* [WHAT IS NEEDED]: Copy all of the records below word for word, leaving the pictures out of your copy.
* begin DATA FOR PROCESSING *
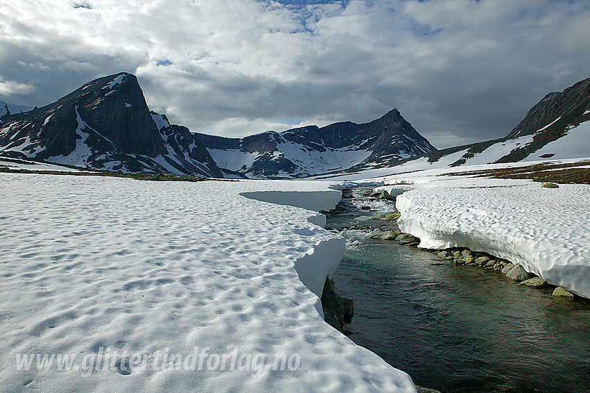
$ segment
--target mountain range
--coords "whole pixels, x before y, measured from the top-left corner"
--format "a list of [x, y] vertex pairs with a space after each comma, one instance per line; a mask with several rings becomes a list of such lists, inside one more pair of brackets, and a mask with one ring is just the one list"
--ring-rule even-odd
[[108, 171], [300, 178], [400, 166], [586, 157], [588, 120], [590, 78], [547, 94], [504, 138], [443, 150], [396, 109], [362, 124], [228, 138], [171, 124], [165, 115], [150, 111], [137, 78], [120, 73], [90, 81], [42, 108], [0, 101], [0, 156]]
[[[437, 150], [387, 167], [399, 172], [587, 157], [590, 157], [590, 78], [546, 94], [505, 137]], [[359, 165], [347, 172], [366, 169]]]

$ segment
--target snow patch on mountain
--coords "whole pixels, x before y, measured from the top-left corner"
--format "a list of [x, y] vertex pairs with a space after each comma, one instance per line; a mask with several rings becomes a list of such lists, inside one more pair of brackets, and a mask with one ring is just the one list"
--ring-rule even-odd
[[153, 119], [153, 122], [155, 123], [155, 126], [158, 127], [158, 131], [161, 131], [162, 128], [166, 128], [170, 126], [170, 123], [168, 122], [168, 119], [166, 116], [160, 115], [155, 112], [151, 112], [151, 118]]
[[345, 169], [366, 160], [372, 153], [359, 149], [358, 146], [327, 148], [325, 151], [319, 151], [286, 140], [278, 144], [276, 147], [286, 158], [298, 165], [301, 174], [305, 174]]
[[[90, 148], [87, 144], [86, 144], [86, 140], [88, 139], [90, 134], [83, 131], [87, 128], [92, 130], [92, 128], [86, 124], [86, 122], [82, 119], [82, 117], [80, 116], [80, 113], [78, 112], [77, 106], [74, 110], [76, 112], [76, 120], [78, 122], [78, 127], [76, 128], [76, 134], [79, 137], [76, 139], [76, 149], [74, 149], [74, 151], [65, 156], [54, 156], [53, 157], [49, 157], [47, 160], [49, 162], [83, 167], [86, 165], [86, 161], [88, 158], [90, 158], [92, 155], [92, 151], [90, 150]], [[92, 131], [94, 131], [94, 130]], [[96, 131], [94, 132], [96, 133]]]
[[228, 150], [208, 149], [207, 150], [218, 167], [233, 172], [250, 167], [256, 158], [260, 155], [258, 152], [246, 153], [237, 149]]
[[524, 160], [539, 160], [541, 156], [551, 159], [579, 158], [590, 156], [590, 121], [570, 128], [567, 135], [551, 142], [527, 157]]
[[127, 80], [127, 74], [122, 74], [117, 77], [115, 77], [112, 81], [107, 83], [103, 89], [112, 89], [117, 85], [120, 85]]

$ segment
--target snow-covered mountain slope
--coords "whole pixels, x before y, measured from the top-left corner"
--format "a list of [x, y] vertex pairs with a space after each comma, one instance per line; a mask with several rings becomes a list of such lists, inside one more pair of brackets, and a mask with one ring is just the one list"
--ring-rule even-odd
[[330, 183], [0, 180], [0, 390], [416, 392], [323, 321]]
[[[588, 167], [568, 161], [573, 168]], [[484, 251], [590, 298], [590, 185], [543, 188], [530, 180], [480, 177], [482, 171], [510, 166], [524, 165], [400, 174], [382, 178], [388, 185], [377, 190], [398, 195], [398, 224], [420, 238], [419, 246]], [[453, 174], [460, 171], [461, 176]]]
[[219, 167], [253, 178], [303, 177], [436, 150], [396, 109], [363, 124], [308, 126], [242, 139], [195, 135]]
[[12, 105], [0, 100], [0, 119], [5, 116], [16, 113], [24, 113], [36, 109], [36, 106], [23, 106], [21, 105]]
[[[0, 106], [0, 110], [1, 110]], [[0, 119], [0, 155], [127, 172], [223, 177], [184, 127], [150, 112], [135, 76], [96, 79], [40, 108]]]
[[328, 176], [356, 178], [463, 165], [586, 157], [590, 157], [590, 78], [561, 93], [547, 94], [506, 137], [444, 149], [393, 165], [376, 165], [371, 169], [358, 166]]

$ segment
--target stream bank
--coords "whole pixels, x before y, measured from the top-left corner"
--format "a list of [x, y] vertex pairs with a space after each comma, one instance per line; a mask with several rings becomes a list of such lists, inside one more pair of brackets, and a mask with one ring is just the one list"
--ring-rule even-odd
[[345, 190], [327, 224], [347, 240], [333, 278], [355, 301], [346, 326], [353, 341], [443, 393], [590, 391], [587, 306], [500, 271], [368, 238], [398, 230], [394, 221], [371, 219], [395, 208], [370, 191]]

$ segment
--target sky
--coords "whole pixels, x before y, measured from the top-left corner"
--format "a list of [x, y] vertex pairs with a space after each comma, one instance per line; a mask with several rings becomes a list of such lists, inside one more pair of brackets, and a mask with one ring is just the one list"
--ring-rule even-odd
[[394, 108], [441, 149], [590, 77], [590, 0], [0, 0], [0, 99], [126, 72], [150, 108], [242, 137]]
* end DATA FOR PROCESSING *
* [OUTPUT BELOW]:
$ segment
--target mountain range
--coords "whole pixels, x before y, measured from the top-left corner"
--format "a list of [x, y] vertex pairs with a space after each comma, one instance per line; a mask with several rings becomes a list of such lists, inside one more pair of brackets, and a mask with one ring is just the one list"
--ring-rule even-odd
[[108, 171], [300, 178], [400, 166], [586, 157], [588, 120], [590, 78], [547, 94], [504, 138], [443, 150], [396, 109], [362, 124], [228, 138], [171, 124], [165, 115], [150, 111], [137, 78], [120, 73], [90, 81], [42, 108], [0, 101], [0, 156]]
[[[437, 150], [387, 167], [399, 172], [587, 157], [590, 157], [590, 78], [546, 94], [505, 137]], [[359, 165], [347, 172], [366, 169]]]

$ segment
--target snow patch on mountain
--coords "whole pixels, x before y, measured from the top-left corner"
--format "a list of [x, y] vertex pairs with a space after each comma, one instance per line; a mask with several rings becomes a list of such lists, inside one more pair of brackets, and a mask with one ring is just the one list"
--ring-rule even-odd
[[153, 119], [153, 122], [155, 123], [155, 126], [158, 127], [158, 131], [161, 131], [162, 128], [166, 128], [170, 126], [170, 123], [168, 122], [168, 119], [166, 116], [160, 115], [155, 112], [151, 112], [151, 118]]
[[345, 169], [366, 160], [372, 153], [359, 149], [358, 146], [327, 148], [325, 151], [319, 151], [286, 140], [278, 144], [276, 147], [286, 158], [298, 165], [301, 174], [305, 174]]
[[[90, 148], [87, 144], [86, 144], [86, 140], [88, 139], [90, 134], [83, 131], [87, 128], [92, 130], [92, 128], [86, 124], [86, 122], [82, 119], [82, 117], [80, 116], [80, 113], [78, 112], [77, 106], [74, 110], [76, 112], [76, 120], [78, 122], [78, 127], [76, 128], [76, 134], [79, 137], [76, 139], [76, 149], [74, 149], [74, 151], [65, 156], [54, 156], [53, 157], [49, 157], [47, 160], [49, 162], [83, 167], [86, 165], [86, 161], [88, 158], [90, 158], [92, 155], [92, 151], [90, 150]], [[92, 131], [94, 131], [94, 130]], [[96, 131], [94, 132], [96, 133]]]
[[228, 150], [208, 149], [207, 150], [218, 167], [233, 172], [250, 167], [256, 158], [260, 155], [258, 152], [246, 153], [237, 149]]
[[524, 160], [539, 160], [541, 156], [551, 159], [579, 158], [590, 156], [590, 121], [570, 128], [567, 135], [551, 142], [527, 157]]
[[127, 80], [127, 74], [122, 74], [117, 77], [115, 77], [112, 81], [107, 83], [103, 89], [112, 89], [117, 85], [120, 85]]

$ segment
--target snow-covered mountain slope
--coords "whole pixels, x before y, measured from the top-left corner"
--format "a list of [x, y] vertex pairs with a space after each comma, one instance per line; a mask with several rings becomes a list of such lists, inside one more pair of brackets, and a mask with one ring is just the one list"
--ring-rule even-odd
[[330, 183], [0, 180], [0, 390], [416, 392], [323, 321]]
[[[588, 167], [568, 161], [573, 168]], [[484, 251], [590, 298], [590, 185], [543, 188], [530, 180], [480, 177], [482, 171], [510, 166], [524, 165], [400, 174], [382, 178], [388, 185], [377, 190], [398, 195], [398, 224], [420, 238], [419, 246]], [[453, 174], [460, 171], [461, 176]]]
[[219, 167], [253, 178], [303, 177], [436, 150], [396, 109], [363, 124], [308, 126], [242, 139], [195, 135]]
[[12, 105], [0, 100], [0, 119], [5, 116], [16, 113], [24, 113], [36, 109], [36, 106], [23, 106], [21, 105]]
[[[0, 106], [0, 110], [1, 110]], [[0, 119], [0, 155], [127, 172], [223, 177], [184, 127], [150, 112], [135, 76], [96, 79], [40, 108]]]
[[328, 176], [356, 178], [463, 165], [586, 157], [590, 157], [590, 78], [561, 93], [547, 94], [506, 137], [444, 149], [393, 165], [376, 165], [371, 169], [358, 166]]

$ segment
--target stream bank
--coords "whole pixels, x before y, measured from the top-left corner"
--format "a list of [x, y] vertex pairs with a space after each comma, one instance per line; a mask with several rings becomes a list of such lists, inside one more pair of brackets, and a mask with one ring is just the one list"
--ring-rule even-odd
[[345, 190], [327, 224], [347, 240], [333, 278], [355, 301], [346, 326], [353, 341], [443, 393], [590, 391], [587, 306], [500, 271], [368, 238], [398, 230], [394, 221], [371, 219], [395, 208], [370, 191]]

$ segment
--target sky
--coords "whole pixels, x before y, measured from the top-left corner"
--format "a list of [x, y] vertex pairs with a space after each comma, one instance per line; a mask with several rings becomes a list of such lists, inside one more pair of brackets, and a mask with one ring is just the one list"
--ring-rule even-odd
[[394, 108], [441, 149], [590, 77], [590, 0], [0, 0], [0, 99], [126, 72], [150, 108], [242, 137]]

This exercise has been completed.